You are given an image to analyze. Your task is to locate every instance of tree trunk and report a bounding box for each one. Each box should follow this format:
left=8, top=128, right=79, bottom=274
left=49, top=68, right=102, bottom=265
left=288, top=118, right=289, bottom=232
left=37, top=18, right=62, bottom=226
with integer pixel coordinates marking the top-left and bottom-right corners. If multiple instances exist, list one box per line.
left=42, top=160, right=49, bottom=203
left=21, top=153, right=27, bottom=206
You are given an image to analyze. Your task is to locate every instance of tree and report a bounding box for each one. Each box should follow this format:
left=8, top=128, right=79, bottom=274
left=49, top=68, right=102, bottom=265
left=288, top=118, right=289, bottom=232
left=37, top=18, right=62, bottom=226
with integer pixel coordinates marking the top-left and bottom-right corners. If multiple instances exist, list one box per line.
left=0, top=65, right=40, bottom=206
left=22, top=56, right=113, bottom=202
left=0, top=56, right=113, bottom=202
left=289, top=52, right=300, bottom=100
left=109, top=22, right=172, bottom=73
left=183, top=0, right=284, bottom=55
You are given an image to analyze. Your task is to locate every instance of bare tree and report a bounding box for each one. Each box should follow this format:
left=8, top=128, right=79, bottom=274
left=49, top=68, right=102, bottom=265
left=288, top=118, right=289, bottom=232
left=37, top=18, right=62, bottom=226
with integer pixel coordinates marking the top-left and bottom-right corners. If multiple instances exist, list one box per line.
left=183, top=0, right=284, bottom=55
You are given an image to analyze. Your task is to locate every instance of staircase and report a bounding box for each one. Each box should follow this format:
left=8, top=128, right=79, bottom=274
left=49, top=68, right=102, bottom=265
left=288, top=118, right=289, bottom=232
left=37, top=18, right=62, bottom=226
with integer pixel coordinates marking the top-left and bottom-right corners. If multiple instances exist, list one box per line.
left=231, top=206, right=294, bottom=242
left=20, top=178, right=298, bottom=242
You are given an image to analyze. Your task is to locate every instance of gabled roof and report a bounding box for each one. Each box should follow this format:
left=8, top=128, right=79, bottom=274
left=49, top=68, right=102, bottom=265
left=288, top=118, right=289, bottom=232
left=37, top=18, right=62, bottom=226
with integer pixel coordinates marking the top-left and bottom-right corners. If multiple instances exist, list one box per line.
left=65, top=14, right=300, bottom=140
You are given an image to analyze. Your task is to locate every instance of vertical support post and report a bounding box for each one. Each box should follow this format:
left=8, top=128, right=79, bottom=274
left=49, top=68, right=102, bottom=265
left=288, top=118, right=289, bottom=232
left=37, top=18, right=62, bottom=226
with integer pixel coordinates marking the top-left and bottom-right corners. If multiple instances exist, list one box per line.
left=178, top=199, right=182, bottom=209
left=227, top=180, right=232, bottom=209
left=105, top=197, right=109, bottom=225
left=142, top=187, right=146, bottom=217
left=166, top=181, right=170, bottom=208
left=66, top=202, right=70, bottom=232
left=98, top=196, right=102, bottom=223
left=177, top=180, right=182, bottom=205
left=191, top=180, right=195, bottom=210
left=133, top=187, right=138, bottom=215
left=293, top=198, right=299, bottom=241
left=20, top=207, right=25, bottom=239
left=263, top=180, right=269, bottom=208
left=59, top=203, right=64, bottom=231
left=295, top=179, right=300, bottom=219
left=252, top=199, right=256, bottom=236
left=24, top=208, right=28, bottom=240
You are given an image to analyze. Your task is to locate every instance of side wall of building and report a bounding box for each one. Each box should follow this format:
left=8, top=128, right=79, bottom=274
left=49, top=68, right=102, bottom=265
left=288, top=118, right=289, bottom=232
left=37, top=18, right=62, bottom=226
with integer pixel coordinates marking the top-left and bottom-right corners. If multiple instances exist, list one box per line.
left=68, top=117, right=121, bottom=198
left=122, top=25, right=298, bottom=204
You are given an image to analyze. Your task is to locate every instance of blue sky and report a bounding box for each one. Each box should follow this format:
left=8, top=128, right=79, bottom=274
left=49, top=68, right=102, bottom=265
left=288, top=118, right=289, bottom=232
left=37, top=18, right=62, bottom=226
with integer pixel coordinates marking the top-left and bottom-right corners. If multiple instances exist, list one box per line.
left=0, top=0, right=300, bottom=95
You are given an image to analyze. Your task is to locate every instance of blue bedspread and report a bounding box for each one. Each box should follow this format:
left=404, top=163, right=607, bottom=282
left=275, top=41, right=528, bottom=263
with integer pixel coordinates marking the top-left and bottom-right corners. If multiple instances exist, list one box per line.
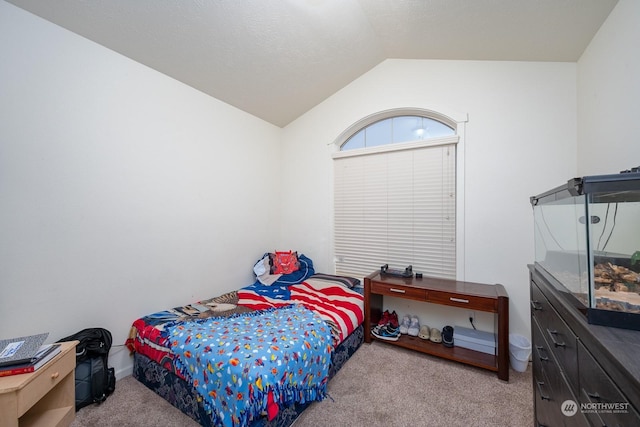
left=165, top=305, right=332, bottom=426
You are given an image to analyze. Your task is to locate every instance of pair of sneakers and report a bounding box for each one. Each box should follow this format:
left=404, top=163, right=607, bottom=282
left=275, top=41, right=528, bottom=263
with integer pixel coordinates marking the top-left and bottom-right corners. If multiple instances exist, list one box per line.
left=371, top=310, right=400, bottom=341
left=400, top=314, right=420, bottom=337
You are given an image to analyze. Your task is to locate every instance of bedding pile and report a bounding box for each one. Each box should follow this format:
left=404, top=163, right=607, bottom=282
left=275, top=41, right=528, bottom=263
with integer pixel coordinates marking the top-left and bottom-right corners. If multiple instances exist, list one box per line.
left=126, top=254, right=364, bottom=426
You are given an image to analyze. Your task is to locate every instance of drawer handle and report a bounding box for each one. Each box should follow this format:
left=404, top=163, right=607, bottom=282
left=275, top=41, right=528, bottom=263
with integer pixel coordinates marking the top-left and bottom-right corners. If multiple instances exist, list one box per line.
left=536, top=381, right=551, bottom=401
left=547, top=328, right=566, bottom=347
left=536, top=345, right=549, bottom=362
left=531, top=300, right=542, bottom=311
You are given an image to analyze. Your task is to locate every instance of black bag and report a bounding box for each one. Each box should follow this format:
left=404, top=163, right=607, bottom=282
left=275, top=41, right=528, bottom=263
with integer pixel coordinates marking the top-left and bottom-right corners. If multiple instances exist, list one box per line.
left=59, top=328, right=116, bottom=411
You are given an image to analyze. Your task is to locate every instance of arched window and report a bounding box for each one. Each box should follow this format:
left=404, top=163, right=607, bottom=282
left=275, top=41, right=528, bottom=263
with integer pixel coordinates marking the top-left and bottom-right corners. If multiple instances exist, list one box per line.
left=340, top=116, right=456, bottom=151
left=333, top=110, right=466, bottom=279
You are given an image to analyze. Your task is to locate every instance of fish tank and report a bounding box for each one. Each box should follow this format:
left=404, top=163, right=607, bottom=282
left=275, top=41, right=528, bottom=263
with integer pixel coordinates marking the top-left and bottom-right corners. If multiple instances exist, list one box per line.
left=530, top=168, right=640, bottom=330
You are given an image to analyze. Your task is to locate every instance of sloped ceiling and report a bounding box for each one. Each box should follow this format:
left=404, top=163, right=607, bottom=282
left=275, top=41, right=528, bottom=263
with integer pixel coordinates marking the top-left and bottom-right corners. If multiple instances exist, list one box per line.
left=6, top=0, right=617, bottom=126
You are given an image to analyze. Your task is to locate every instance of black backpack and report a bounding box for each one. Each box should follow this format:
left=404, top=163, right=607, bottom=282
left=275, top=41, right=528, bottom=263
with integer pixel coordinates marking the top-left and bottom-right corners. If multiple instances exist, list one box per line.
left=59, top=328, right=116, bottom=411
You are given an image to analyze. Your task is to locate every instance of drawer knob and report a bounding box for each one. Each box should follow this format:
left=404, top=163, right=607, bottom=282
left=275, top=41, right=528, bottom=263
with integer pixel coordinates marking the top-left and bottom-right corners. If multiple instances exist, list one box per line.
left=531, top=300, right=542, bottom=311
left=547, top=328, right=566, bottom=347
left=536, top=381, right=551, bottom=400
left=536, top=345, right=549, bottom=362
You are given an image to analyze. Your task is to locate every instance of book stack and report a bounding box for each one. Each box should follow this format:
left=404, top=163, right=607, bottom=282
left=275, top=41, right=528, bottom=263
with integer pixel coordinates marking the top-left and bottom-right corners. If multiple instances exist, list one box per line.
left=0, top=334, right=61, bottom=377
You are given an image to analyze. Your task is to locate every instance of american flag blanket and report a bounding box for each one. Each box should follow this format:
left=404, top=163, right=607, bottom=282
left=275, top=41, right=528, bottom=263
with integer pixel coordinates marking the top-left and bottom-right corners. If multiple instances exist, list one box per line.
left=238, top=278, right=364, bottom=346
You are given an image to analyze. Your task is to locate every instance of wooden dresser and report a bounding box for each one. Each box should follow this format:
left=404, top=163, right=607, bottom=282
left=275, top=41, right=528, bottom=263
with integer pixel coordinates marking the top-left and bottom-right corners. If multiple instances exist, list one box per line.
left=529, top=266, right=640, bottom=427
left=0, top=341, right=78, bottom=427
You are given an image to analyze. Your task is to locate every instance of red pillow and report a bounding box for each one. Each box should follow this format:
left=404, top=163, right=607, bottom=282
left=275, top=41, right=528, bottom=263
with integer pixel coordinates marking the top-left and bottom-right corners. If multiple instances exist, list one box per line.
left=269, top=251, right=300, bottom=274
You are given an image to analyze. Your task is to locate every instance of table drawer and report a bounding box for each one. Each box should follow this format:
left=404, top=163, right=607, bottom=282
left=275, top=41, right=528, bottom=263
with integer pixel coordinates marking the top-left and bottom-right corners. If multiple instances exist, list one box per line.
left=427, top=290, right=498, bottom=312
left=371, top=282, right=427, bottom=301
left=18, top=351, right=76, bottom=417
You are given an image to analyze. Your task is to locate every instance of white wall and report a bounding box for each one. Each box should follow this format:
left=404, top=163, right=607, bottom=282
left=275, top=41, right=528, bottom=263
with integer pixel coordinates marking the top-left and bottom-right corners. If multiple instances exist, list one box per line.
left=282, top=60, right=576, bottom=336
left=578, top=0, right=640, bottom=176
left=0, top=1, right=282, bottom=376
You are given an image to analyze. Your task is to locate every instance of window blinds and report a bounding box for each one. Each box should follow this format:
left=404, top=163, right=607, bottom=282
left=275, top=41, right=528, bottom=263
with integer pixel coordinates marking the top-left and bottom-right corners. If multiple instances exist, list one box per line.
left=334, top=144, right=456, bottom=279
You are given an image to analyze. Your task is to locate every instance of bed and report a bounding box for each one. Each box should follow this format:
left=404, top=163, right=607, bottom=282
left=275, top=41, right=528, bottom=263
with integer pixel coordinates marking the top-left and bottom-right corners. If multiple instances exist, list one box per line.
left=127, top=254, right=364, bottom=427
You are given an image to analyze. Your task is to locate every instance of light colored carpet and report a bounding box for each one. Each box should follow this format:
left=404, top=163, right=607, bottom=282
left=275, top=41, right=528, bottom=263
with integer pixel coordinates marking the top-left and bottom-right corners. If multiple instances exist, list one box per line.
left=72, top=342, right=533, bottom=427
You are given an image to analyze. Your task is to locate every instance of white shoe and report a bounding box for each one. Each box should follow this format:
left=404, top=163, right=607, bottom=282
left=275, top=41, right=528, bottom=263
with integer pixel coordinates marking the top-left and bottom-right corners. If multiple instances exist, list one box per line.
left=407, top=316, right=420, bottom=337
left=400, top=314, right=411, bottom=335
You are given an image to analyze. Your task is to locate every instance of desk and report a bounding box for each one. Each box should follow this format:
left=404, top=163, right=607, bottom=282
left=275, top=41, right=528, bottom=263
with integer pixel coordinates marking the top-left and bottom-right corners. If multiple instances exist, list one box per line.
left=0, top=341, right=78, bottom=427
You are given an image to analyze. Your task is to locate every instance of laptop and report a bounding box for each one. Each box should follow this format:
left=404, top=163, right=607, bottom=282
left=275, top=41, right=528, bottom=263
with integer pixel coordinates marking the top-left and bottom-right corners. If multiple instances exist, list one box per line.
left=0, top=332, right=49, bottom=366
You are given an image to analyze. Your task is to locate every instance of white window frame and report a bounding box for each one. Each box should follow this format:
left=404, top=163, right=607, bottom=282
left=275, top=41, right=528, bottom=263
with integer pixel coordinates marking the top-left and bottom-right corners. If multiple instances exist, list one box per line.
left=329, top=107, right=468, bottom=281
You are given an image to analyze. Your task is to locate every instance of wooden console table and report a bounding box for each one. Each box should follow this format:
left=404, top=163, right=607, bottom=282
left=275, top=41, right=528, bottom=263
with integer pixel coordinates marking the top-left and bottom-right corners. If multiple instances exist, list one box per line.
left=364, top=272, right=509, bottom=381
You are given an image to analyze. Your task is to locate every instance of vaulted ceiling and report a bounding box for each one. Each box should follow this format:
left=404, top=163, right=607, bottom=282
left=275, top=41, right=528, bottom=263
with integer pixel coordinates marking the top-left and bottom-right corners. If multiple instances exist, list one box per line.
left=6, top=0, right=617, bottom=126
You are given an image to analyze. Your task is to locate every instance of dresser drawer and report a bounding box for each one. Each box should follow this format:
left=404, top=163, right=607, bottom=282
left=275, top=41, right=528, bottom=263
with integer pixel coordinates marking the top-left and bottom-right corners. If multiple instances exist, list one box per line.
left=578, top=343, right=640, bottom=426
left=371, top=282, right=427, bottom=301
left=531, top=285, right=578, bottom=394
left=533, top=362, right=589, bottom=427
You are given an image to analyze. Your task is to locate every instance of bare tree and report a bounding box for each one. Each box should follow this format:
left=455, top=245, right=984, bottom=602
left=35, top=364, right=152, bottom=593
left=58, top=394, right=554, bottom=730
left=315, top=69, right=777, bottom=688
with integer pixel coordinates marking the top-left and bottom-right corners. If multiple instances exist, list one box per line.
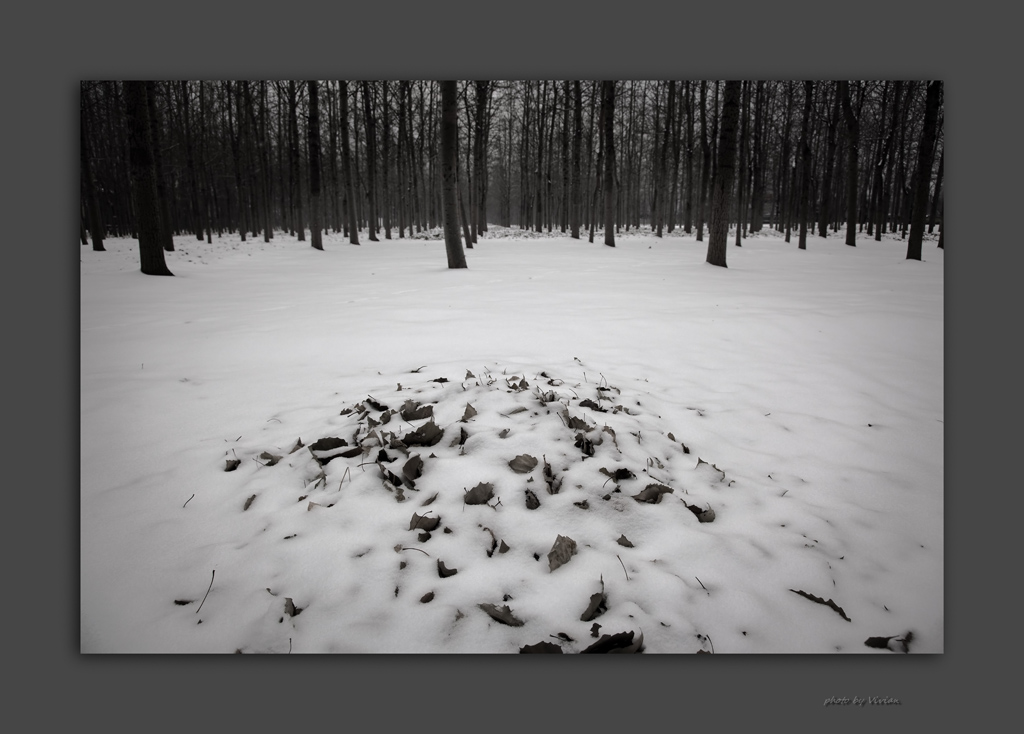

══════════

Requirements
Convert the data from the line containing "instance of laptop" up to and including the line containing "left=329, top=107, right=468, bottom=281" into a two-column CSV with the headers instruction and boxes. Each row should hold one instruction and its answer, with every field quoted and line breaks replaced by spaces.

Exercise output
instruction,boxes
"You are given an image to analyze. Your task is to locate every instance of laptop and report a bounding box for each one. Each box should follow this format: left=404, top=163, right=607, bottom=282 left=275, top=41, right=528, bottom=263 with integer pixel coordinates marking the top-left and bottom-right corners. If multiple instances exist, list one box per line.","left=0, top=332, right=49, bottom=366"
"You are given an image to analyze. Your task is to locate every instance of white window frame and report a bounding box for each one. Each box should follow this format: left=404, top=163, right=607, bottom=282 left=275, top=41, right=528, bottom=263 with integer pixel coordinates marking the top-left and bottom-right corners. If multiple instances exist, list one box per line.","left=329, top=107, right=468, bottom=281"